> INSTRUCTIONS TO FOLLOW:
Exactly as written, print each of the entries.

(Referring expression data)
▶
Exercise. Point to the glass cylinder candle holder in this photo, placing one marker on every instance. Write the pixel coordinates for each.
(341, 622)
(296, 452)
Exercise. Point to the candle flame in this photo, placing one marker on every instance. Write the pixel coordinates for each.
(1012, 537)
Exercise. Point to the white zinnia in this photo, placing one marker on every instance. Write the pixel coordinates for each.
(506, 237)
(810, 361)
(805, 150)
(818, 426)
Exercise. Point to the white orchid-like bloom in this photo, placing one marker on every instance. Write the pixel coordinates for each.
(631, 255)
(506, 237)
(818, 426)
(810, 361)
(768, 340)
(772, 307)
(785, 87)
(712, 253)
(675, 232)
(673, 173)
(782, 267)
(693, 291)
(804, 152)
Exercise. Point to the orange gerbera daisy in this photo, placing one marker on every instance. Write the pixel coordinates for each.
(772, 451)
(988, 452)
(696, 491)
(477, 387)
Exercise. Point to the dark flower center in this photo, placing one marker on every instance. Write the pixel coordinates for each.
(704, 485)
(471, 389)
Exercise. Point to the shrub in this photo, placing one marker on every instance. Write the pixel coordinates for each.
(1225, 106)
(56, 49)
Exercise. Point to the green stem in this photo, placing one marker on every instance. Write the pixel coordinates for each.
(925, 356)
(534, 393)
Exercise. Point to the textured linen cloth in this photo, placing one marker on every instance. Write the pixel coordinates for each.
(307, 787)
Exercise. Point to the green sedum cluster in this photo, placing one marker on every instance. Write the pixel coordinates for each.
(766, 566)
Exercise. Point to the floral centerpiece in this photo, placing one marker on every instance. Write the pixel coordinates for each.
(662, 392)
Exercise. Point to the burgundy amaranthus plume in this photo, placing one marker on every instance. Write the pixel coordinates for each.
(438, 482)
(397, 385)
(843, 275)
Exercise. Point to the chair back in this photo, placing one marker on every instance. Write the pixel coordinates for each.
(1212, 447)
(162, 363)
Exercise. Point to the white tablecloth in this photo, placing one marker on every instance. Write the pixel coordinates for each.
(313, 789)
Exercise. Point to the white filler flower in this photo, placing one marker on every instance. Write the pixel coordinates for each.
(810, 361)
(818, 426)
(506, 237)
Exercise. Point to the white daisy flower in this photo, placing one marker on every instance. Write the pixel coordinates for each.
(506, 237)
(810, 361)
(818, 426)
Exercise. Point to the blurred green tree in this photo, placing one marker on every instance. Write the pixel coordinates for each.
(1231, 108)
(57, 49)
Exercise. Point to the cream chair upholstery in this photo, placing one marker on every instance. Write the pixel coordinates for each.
◀
> COMPLETED EXERCISE:
Exercise. Point to the glass cylinder candle holder in this photo, placing one marker on every instance. Write the pixel coordinates for each.
(341, 622)
(296, 452)
Exercise. Point to the candle flame in this photo, placing one marker on every instance. Write the pixel coordinates for each.
(1012, 537)
Exercise. Point to the white zinnia in this photo, placing one marker on every instance. Write the pixel coordinates for each.
(506, 237)
(810, 361)
(805, 150)
(818, 426)
Exercise. Point to the white orchid-like bloom in this photo, placing one marker on every instance. Write the pixel coordinates for each.
(631, 255)
(506, 237)
(818, 426)
(810, 361)
(768, 340)
(772, 307)
(785, 87)
(712, 253)
(675, 232)
(673, 173)
(782, 267)
(693, 291)
(804, 152)
Exercise. Point to the orange gerbera daisy in this photo, placing one marker on every instance. Write the pixel coordinates for each.
(772, 451)
(988, 452)
(696, 491)
(477, 387)
Exercise. Point to the dark flower center in this photo, placing one marker on every instance. Write the pixel coordinates for each.
(704, 485)
(471, 389)
Exercise. Point to the shrub in this photo, placing one marker on every instance. Write the pixel coordinates for each.
(1225, 106)
(56, 49)
Exercise. Point to the green stem in this photo, placing one marker on every instance. Write the pixel coordinates for each.
(925, 356)
(534, 393)
Exercise. Point to the textured linen cloth in this photo, placing one marker on every instance. Write the pixel coordinates for each.
(307, 787)
Exercise. Point to the green sedum cluster in this photo, placing one marker on every instance. Write the pixel coordinates for each.
(766, 566)
Exercise. Point to the floral centerpiece in this photo, placing one marker on every instance. Write the pixel coordinates for each.
(662, 392)
Exercise. Point to the burgundy amaranthus plume in this photo, placing one marker on every instance. Write the pixel coordinates for each.
(438, 482)
(397, 385)
(843, 275)
Exercise. Point to the chair back in this photo, placing one marker on every instance. Write the pixel coordinates for each.
(1212, 447)
(162, 363)
Exercise. Point to the white tablecloth in this photo, placing one marker on every instance. Write the pixel coordinates for each.
(313, 789)
Exercise. Point to the white filler flower in this photo, placing one marker on every instance. Write the pixel coordinates for each.
(810, 361)
(818, 426)
(506, 237)
Exercise. Point to the white daisy flower in this photo, placing one marker on every instance. Write the pixel coordinates for each.
(506, 237)
(810, 361)
(818, 426)
Exercise. Point to the blurred green tree in this photo, placing one marker on every instance. Write the pixel coordinates for each.
(1231, 108)
(57, 49)
Exercise. Point to the cream chair upholstery in this photo, placing one marker on every instance. Write the pixel coordinates for each.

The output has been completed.